Data entries
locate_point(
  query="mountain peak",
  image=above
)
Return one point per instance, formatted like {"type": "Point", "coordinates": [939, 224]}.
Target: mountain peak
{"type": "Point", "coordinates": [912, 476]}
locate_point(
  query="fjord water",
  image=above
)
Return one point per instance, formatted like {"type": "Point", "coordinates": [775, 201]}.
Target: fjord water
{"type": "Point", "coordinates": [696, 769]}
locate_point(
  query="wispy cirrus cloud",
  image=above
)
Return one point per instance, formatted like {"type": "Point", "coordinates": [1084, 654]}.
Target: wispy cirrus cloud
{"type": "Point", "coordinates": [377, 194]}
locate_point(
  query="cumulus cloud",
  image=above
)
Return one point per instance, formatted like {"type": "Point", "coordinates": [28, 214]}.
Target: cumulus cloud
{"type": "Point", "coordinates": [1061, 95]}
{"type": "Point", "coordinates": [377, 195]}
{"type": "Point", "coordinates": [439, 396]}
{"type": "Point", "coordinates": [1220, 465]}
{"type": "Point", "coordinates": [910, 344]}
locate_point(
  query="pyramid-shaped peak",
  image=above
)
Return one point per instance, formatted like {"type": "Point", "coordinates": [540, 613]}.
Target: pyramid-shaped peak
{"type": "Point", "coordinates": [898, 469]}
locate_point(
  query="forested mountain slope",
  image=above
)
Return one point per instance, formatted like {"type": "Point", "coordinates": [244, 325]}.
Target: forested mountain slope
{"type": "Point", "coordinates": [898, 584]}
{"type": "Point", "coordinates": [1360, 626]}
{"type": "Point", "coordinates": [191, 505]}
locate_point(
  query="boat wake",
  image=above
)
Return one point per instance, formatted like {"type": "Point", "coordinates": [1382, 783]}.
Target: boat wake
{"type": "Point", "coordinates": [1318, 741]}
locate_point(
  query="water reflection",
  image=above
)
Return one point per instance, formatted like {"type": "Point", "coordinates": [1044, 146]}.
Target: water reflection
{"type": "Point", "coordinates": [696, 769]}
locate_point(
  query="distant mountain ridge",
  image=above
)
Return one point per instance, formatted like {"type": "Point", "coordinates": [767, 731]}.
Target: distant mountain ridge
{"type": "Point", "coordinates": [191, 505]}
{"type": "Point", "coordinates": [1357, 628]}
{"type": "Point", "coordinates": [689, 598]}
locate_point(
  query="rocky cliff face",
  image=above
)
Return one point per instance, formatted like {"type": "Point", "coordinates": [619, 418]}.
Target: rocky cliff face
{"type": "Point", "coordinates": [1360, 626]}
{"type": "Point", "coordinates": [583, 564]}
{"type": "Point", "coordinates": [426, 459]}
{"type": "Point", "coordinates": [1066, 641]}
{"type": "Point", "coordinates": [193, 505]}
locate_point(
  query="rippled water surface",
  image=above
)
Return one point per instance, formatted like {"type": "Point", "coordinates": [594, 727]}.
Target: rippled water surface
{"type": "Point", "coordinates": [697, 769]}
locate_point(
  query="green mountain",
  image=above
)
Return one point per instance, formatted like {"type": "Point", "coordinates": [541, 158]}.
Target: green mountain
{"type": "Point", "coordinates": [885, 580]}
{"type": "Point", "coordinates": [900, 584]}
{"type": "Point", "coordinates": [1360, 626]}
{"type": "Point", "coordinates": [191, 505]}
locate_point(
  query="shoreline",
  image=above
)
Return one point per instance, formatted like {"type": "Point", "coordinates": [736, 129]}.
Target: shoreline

AIM OF THE TASK: Using the data above, reproduce every line exactly.

RESULT FOR THIS EXERCISE:
locate_point(
  query="mountain peak",
  image=above
)
Return one point per instance, formatted like {"type": "Point", "coordinates": [939, 224]}.
Target: mountain peak
{"type": "Point", "coordinates": [912, 476]}
locate_point(
  query="fjord water",
  image=above
)
Return one point per instance, formatted like {"type": "Point", "coordinates": [775, 201]}.
Target: fjord water
{"type": "Point", "coordinates": [696, 769]}
locate_point(
  query="wispy cirrus cloud",
  image=above
)
Return one point per instance, formatted like {"type": "Point", "coordinates": [1084, 654]}.
Target: wispy cirrus cloud
{"type": "Point", "coordinates": [377, 194]}
locate_point(
  query="cumulus cloud",
  image=above
)
Return one point per instance, formatted like {"type": "Point", "coordinates": [28, 214]}.
Target: cumulus cloud
{"type": "Point", "coordinates": [1061, 95]}
{"type": "Point", "coordinates": [377, 195]}
{"type": "Point", "coordinates": [439, 396]}
{"type": "Point", "coordinates": [1220, 465]}
{"type": "Point", "coordinates": [910, 344]}
locate_point(
  query="pyramid-shaped peak",
  image=above
)
Return one point per instance, formatted like {"type": "Point", "coordinates": [540, 613]}.
Target: pyramid-shaped peak
{"type": "Point", "coordinates": [898, 469]}
locate_point(
  query="forested mountain slope",
  image=above
)
Return one point per instance, formatted like {"type": "Point", "coordinates": [244, 325]}.
Target: forested mountain slope
{"type": "Point", "coordinates": [898, 584]}
{"type": "Point", "coordinates": [1360, 626]}
{"type": "Point", "coordinates": [191, 505]}
locate_point(
  query="boat wake",
  image=above
)
Return one point per instance, formatted like {"type": "Point", "coordinates": [1382, 783]}.
Target: boat wake
{"type": "Point", "coordinates": [1318, 741]}
locate_point(
  query="water reflection",
  image=above
)
Return one point per instance, formatted like {"type": "Point", "coordinates": [1044, 146]}.
Target: water reflection
{"type": "Point", "coordinates": [696, 769]}
locate_point(
  query="distant mountain ridge",
  image=above
)
Return one point per instance, formatted like {"type": "Point", "coordinates": [767, 731]}.
Target: distant mountain ridge
{"type": "Point", "coordinates": [191, 505]}
{"type": "Point", "coordinates": [1357, 628]}
{"type": "Point", "coordinates": [689, 598]}
locate_point(
  query="rocky cliff face",
  image=above
)
Return one point per instance, formatted like {"type": "Point", "coordinates": [619, 418]}.
Target: rocky cliff face
{"type": "Point", "coordinates": [1360, 626]}
{"type": "Point", "coordinates": [583, 564]}
{"type": "Point", "coordinates": [426, 459]}
{"type": "Point", "coordinates": [1066, 641]}
{"type": "Point", "coordinates": [193, 505]}
locate_point(
  query="rippled water surface",
  image=above
)
Return one point per instance, formatted like {"type": "Point", "coordinates": [594, 727]}.
Target: rippled water surface
{"type": "Point", "coordinates": [697, 769]}
locate_point(
  query="green mountain",
  image=above
)
Return one point per instance, formatted like {"type": "Point", "coordinates": [541, 158]}.
Target: green mountain
{"type": "Point", "coordinates": [885, 580]}
{"type": "Point", "coordinates": [900, 584]}
{"type": "Point", "coordinates": [1360, 626]}
{"type": "Point", "coordinates": [191, 505]}
locate_point(
  query="shoreline",
  image=above
)
Return one point per instance, formatted like {"type": "Point", "coordinates": [736, 129]}.
Target: shoreline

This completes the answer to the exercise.